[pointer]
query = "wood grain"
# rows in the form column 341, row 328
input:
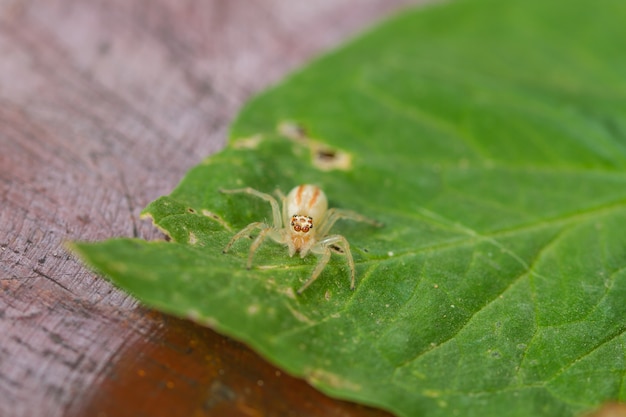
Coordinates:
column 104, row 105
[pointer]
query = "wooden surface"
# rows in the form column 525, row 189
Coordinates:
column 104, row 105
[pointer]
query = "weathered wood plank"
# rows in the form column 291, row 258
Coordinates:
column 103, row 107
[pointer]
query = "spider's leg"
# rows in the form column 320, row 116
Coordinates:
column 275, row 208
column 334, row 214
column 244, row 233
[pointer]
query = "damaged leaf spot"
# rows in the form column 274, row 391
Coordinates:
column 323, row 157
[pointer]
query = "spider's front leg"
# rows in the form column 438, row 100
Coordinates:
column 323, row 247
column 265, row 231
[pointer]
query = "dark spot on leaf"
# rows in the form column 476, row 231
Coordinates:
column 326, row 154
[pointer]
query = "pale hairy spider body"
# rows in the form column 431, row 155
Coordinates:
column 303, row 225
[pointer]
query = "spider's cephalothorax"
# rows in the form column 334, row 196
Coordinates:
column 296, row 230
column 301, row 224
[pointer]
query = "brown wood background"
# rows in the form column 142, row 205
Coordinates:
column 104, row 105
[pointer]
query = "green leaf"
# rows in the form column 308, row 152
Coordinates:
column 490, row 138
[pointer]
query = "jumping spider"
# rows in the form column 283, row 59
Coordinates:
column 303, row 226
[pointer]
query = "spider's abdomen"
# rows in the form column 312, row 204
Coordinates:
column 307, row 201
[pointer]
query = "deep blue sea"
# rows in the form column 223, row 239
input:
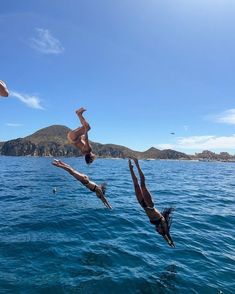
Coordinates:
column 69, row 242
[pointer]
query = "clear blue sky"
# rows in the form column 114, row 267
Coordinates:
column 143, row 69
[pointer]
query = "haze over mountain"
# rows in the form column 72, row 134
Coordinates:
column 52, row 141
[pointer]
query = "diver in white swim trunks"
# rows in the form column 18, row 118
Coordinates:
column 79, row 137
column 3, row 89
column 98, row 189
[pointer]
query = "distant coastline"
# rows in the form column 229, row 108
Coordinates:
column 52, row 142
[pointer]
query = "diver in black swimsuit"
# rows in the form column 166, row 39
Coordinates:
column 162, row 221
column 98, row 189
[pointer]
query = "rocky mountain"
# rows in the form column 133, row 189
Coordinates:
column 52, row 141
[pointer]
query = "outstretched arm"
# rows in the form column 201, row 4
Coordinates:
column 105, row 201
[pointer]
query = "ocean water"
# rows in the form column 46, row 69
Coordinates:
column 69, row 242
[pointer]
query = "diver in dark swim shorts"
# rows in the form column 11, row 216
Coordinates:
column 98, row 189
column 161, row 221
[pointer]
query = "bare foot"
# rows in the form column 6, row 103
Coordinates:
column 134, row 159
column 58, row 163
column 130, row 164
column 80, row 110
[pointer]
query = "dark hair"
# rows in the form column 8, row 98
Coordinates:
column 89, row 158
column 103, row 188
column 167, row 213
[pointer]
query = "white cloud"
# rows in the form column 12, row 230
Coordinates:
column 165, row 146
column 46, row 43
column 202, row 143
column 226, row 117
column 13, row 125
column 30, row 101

→ **Your assignment**:
Using the records above, work out the number of lines that contain "spider" and write only that number.

→ **Exercise answer**:
6